> [RECORDS SUPPLIED]:
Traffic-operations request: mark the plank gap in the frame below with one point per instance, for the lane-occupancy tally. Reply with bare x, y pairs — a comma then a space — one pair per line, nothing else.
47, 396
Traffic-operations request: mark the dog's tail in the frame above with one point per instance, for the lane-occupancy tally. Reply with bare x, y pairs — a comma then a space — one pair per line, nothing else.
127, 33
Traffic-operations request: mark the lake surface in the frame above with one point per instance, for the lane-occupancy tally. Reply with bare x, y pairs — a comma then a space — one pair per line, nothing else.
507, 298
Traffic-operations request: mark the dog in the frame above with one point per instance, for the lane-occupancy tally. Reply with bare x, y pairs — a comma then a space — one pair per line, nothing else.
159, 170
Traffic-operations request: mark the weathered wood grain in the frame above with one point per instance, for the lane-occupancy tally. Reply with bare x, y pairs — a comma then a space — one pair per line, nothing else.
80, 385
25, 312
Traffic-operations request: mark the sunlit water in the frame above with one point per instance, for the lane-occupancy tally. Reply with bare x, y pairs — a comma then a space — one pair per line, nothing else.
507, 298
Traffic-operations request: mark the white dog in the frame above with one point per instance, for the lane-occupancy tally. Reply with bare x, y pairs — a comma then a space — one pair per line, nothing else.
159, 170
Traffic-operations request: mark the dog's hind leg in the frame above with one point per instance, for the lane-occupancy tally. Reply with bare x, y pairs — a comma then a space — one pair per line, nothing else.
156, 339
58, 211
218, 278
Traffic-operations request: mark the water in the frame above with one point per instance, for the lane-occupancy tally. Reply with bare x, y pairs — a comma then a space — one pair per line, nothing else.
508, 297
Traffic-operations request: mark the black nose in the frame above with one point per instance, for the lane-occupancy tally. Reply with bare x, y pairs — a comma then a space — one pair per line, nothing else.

> [EXERCISE DETAILS]:
Copy the rows word for word, beginning at the line that contains "Traffic-operations request: mark the sunlit" and continuing through the end of the rows.

> [COMPLETE RESPONSE]:
Traffic-operations request: mark the sunlit water in the frame above with one point per instance, for the lane-occupancy tally. Reply with bare x, y pairs — a comma then a space — one pair per line, nothing else.
507, 298
Traffic-operations request: mark the white dog in the frame above with one point per instance, for the lane-occupancy tally. Reply with bare x, y pairs — a comma then a space — one pair per line, nothing else.
159, 170
Traffic-operations request: mark the dog's hind leg in the frame above with one point per instance, for the lane-occupancy tally. Reply with bare x, y pairs — a comma then a space — one pair per line, nothing else.
156, 339
58, 211
218, 278
Traffic-operations request: mark the water in the frame above with one point per instance, for the lane-occupancy tally. Reply with bare x, y pairs — a comma then a space — one pair per line, nothing else.
508, 297
Traffic-operations request: mark the black nose in the frame above with one point per instance, for the lane-occupancy tally. Reply with bare x, y pairs — a comma then a space — one pair per line, nothing else.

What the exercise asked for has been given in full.